* [TASK]:
Give back all the data exactly, line by line.

[begin MATERIAL SUPPLIED]

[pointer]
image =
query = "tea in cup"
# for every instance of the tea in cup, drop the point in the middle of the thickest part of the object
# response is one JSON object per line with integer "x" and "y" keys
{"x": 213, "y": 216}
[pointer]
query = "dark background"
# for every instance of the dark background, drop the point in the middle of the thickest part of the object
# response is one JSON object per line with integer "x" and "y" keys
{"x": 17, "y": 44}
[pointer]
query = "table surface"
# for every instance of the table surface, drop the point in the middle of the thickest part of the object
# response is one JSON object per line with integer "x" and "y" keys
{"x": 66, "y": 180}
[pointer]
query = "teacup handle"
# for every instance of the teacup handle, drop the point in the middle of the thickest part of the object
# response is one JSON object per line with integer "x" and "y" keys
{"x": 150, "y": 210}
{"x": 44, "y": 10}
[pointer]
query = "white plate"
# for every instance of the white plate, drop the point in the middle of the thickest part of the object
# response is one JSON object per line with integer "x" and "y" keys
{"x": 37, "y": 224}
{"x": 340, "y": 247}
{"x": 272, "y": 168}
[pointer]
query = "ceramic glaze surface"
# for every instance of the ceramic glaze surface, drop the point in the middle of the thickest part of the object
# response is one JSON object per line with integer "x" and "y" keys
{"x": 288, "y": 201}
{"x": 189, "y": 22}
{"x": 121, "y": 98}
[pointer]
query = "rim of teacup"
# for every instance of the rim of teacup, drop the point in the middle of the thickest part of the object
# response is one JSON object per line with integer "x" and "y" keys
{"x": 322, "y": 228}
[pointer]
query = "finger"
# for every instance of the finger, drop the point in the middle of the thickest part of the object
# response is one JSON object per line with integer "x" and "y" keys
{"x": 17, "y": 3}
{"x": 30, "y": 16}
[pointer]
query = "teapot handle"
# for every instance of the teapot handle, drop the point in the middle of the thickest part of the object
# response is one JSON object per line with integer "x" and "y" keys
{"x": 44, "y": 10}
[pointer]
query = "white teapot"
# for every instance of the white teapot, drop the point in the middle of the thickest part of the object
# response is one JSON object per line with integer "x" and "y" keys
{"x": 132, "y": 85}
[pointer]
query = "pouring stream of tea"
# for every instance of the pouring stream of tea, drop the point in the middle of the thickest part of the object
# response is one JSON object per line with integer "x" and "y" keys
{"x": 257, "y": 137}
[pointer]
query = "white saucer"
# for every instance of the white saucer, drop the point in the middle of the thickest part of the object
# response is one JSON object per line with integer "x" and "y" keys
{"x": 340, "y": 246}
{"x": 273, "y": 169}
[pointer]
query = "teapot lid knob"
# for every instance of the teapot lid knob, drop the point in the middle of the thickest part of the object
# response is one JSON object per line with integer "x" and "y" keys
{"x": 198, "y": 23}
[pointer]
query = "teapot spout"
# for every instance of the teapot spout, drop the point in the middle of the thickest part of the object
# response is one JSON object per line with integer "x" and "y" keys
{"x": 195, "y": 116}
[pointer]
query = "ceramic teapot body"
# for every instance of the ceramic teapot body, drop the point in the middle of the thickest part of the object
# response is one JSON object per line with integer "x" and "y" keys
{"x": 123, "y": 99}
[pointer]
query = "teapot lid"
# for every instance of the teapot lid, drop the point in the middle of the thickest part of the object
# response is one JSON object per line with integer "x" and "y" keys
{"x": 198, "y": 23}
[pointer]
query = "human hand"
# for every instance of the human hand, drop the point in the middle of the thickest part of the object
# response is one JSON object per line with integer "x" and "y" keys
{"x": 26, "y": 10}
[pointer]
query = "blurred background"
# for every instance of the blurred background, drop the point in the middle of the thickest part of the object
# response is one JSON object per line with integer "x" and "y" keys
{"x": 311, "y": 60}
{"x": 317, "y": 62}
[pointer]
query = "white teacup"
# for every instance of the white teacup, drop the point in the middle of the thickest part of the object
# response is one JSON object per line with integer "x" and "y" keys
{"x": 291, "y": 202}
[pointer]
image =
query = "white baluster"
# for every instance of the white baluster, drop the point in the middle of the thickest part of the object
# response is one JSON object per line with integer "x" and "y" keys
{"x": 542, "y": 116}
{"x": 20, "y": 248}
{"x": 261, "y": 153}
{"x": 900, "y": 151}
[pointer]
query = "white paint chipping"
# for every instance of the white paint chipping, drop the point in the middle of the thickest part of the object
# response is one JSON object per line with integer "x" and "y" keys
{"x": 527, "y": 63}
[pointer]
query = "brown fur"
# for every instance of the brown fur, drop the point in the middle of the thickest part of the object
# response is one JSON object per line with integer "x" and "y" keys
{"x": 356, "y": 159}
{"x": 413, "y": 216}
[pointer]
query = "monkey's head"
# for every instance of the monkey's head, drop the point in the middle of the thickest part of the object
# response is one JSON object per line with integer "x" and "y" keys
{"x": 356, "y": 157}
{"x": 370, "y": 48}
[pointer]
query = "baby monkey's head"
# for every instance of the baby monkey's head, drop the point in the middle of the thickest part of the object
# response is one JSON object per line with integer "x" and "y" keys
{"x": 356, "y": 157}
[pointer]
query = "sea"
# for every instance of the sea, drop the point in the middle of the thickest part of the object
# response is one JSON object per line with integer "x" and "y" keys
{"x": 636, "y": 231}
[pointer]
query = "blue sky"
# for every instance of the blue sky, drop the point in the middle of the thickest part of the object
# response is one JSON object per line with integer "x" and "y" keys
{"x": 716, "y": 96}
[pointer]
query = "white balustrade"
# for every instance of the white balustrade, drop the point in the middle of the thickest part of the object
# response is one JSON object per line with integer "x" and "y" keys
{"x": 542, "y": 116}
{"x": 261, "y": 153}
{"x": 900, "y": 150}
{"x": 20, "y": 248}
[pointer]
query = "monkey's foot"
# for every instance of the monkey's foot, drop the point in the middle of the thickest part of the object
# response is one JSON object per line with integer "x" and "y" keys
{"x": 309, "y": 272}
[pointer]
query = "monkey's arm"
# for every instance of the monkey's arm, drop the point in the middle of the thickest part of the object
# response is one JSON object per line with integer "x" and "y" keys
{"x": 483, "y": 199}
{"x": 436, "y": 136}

[end MATERIAL SUPPLIED]

* [RESULT]:
[pointer]
image =
query = "tea in cup"
# for every instance of the tea in cup, drop the point in the middle of the thickest part of the object
# response is one JSON object per line with integer "x" and "y" keys
{"x": 213, "y": 216}
[pointer]
query = "dark background"
# for every instance of the dark background, drop the point in the middle of the thickest part of the object
# response is one JSON object per line with integer "x" and "y" keys
{"x": 17, "y": 44}
[pointer]
query = "table surface"
# for every instance of the table surface, drop the point in the middle of the thickest part of the object
# response is one JSON object per line with integer "x" and "y" keys
{"x": 66, "y": 180}
[pointer]
query = "teacup handle"
# for every instance of the teacup handle, drop the point in the middle of the thickest part of the object
# response is one JSON object per line with integer "x" and "y" keys
{"x": 150, "y": 210}
{"x": 44, "y": 10}
[pointer]
query = "white plate"
# for every instance of the white plate, drop the point in the middle of the thickest part of the object
# response is one JSON object per line with integer "x" and "y" keys
{"x": 37, "y": 224}
{"x": 340, "y": 247}
{"x": 272, "y": 168}
[pointer]
query = "ceramic glaze surface"
# for every instance of the ceramic glaze surface, drop the point in the middle of the thickest part of the object
# response is one JSON object per line with integer "x" and "y" keys
{"x": 288, "y": 201}
{"x": 189, "y": 22}
{"x": 121, "y": 98}
[pointer]
query = "rim of teacup"
# for every instance of the rim of teacup, drop the point in the middle of the thickest part of the object
# response is one JSON object per line with integer "x" and "y" keys
{"x": 322, "y": 228}
[pointer]
query = "finger"
# for every instance of the finger, drop the point in the middle of the thickest part of the object
# response is one JSON object per line with integer "x" and "y" keys
{"x": 17, "y": 3}
{"x": 30, "y": 16}
[pointer]
query = "teapot handle"
# for every instance of the teapot handle, drop the point in the middle of the thickest part of the object
# response is one JSON object per line with integer "x" and "y" keys
{"x": 44, "y": 10}
[pointer]
query = "white teapot"
# for every instance of the white teapot, drop the point in the middle of the thickest part of the object
# response is one JSON object per line with integer "x" and "y" keys
{"x": 132, "y": 85}
[pointer]
query = "pouring stream of tea"
# for every instance of the pouring stream of tea, drop the point in the middle of the thickest part of the object
# response is one JSON object per line with integer "x" and "y" keys
{"x": 257, "y": 137}
[pointer]
query = "white saucer"
# for every instance of the white saucer, drop the point in the middle of the thickest part of the object
# response is one JSON object per line with integer "x" and "y" keys
{"x": 340, "y": 246}
{"x": 273, "y": 169}
[pointer]
query = "teapot lid knob"
# for every instance of the teapot lid knob, drop the point in the middle of the thickest part of the object
# response is one JSON object per line with integer "x" and "y" keys
{"x": 198, "y": 23}
[pointer]
query = "teapot spout"
# for every instance of the teapot spout, drop the point in the middle of the thickest part of the object
# response is one JSON object per line with integer "x" and "y" keys
{"x": 195, "y": 116}
[pointer]
query = "ceramic teapot body"
# for every instance of the ceramic teapot body, drop the point in the middle of the thickest part of the object
# response is one JSON object per line with integer "x" and "y" keys
{"x": 123, "y": 99}
[pointer]
query = "teapot lid"
# for every instance of the teapot lid, drop the point in the middle of the thickest part of the object
# response is one JSON object per line with integer "x" and "y" keys
{"x": 198, "y": 23}
[pointer]
query = "human hand"
# for every instance of the human hand, drop the point in the middle of the thickest part of the object
# response is one JSON object per line with integer "x" and "y" keys
{"x": 26, "y": 10}
[pointer]
query = "blurred background"
# for every instance of the blurred background, drop the point in the middle of the thickest part of the object
# response is one JSON object per line with integer "x" and "y" keys
{"x": 311, "y": 60}
{"x": 317, "y": 62}
[pointer]
query = "white teacup"
# for every instance of the white teacup, drop the point in the middle of the thickest part of the object
# response is one JSON object per line with integer "x" and "y" keys
{"x": 291, "y": 202}
[pointer]
image =
query = "white baluster"
# for every instance of the white baluster, drop the point in the middle of the thickest part of the object
# response is one JSON object per line with integer "x" and "y" keys
{"x": 542, "y": 116}
{"x": 20, "y": 248}
{"x": 261, "y": 153}
{"x": 900, "y": 151}
[pointer]
query = "white paint chipping"
# for every instance of the white paint chipping, drop the point in the middle of the thickest part of the object
# response is one JSON object per line with integer "x" and "y" keys
{"x": 527, "y": 63}
[pointer]
query = "brown fur"
# for every instance of the brown fur, drop the point in the middle of the thickest part of the object
# response is one JSON object per line with integer "x" and "y" keys
{"x": 356, "y": 159}
{"x": 413, "y": 216}
[pointer]
query = "monkey's head"
# for every instance of the monkey's head, drop the point in the middle of the thickest part of the object
# response is one JSON object per line with integer "x" and "y" keys
{"x": 356, "y": 157}
{"x": 370, "y": 48}
[pointer]
query = "baby monkey's head"
# for every instance of the baby monkey's head, drop the point in the middle of the thickest part of the object
# response is one JSON object per line with integer "x" and "y" keys
{"x": 356, "y": 157}
[pointer]
query = "sea"
# for every instance of the sea, drop the point in the middle of the thickest part of the object
# response is one JSON object per line with integer "x" and "y" keys
{"x": 636, "y": 231}
[pointer]
query = "blue sky"
# for every instance of the blue sky, drop the point in the middle of the thickest part of the object
# response is one JSON object per line with integer "x" and "y" keys
{"x": 716, "y": 96}
[pointer]
query = "white balustrade"
# for every instance of the white balustrade, drop the point in the middle of the thickest part of the object
# response is one JSON object per line with integer "x" and "y" keys
{"x": 542, "y": 116}
{"x": 261, "y": 153}
{"x": 900, "y": 150}
{"x": 20, "y": 248}
[pointer]
query = "monkey's foot"
# for every instance of the monkey's foot, drop the point in the middle of the thickest part of the object
# response is one JSON object per line with integer "x" and "y" keys
{"x": 309, "y": 272}
[pointer]
query = "monkey's arm"
# for every instance of the monkey's arm, drop the point in the middle of the thickest part of the object
# response is one JSON object per line with integer "x" and "y" keys
{"x": 483, "y": 199}
{"x": 436, "y": 136}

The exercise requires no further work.